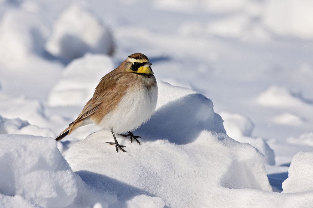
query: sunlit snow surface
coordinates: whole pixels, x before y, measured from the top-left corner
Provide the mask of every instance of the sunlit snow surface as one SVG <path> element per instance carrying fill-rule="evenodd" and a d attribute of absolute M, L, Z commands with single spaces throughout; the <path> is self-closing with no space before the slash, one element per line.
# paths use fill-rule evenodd
<path fill-rule="evenodd" d="M 312 4 L 0 0 L 0 207 L 313 207 Z M 141 145 L 57 144 L 136 52 L 159 88 Z"/>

* What you should do *
Can you copy the listing above word for word, leaving out the pictures?

* Right answer *
query: sunlit snow surface
coordinates: whole pixels, x before y, measured from the top-left corner
Provide the mask of every instance of the sunlit snow surface as one SVG <path> element per instance carrying fill-rule="evenodd" and a d attribute of absolute M, L, Z commands with single spaces throughout; the <path> is self-closing with no space before the slash, one element per line.
# paths use fill-rule evenodd
<path fill-rule="evenodd" d="M 312 4 L 0 0 L 0 207 L 313 207 Z M 141 145 L 57 144 L 136 52 L 159 88 Z"/>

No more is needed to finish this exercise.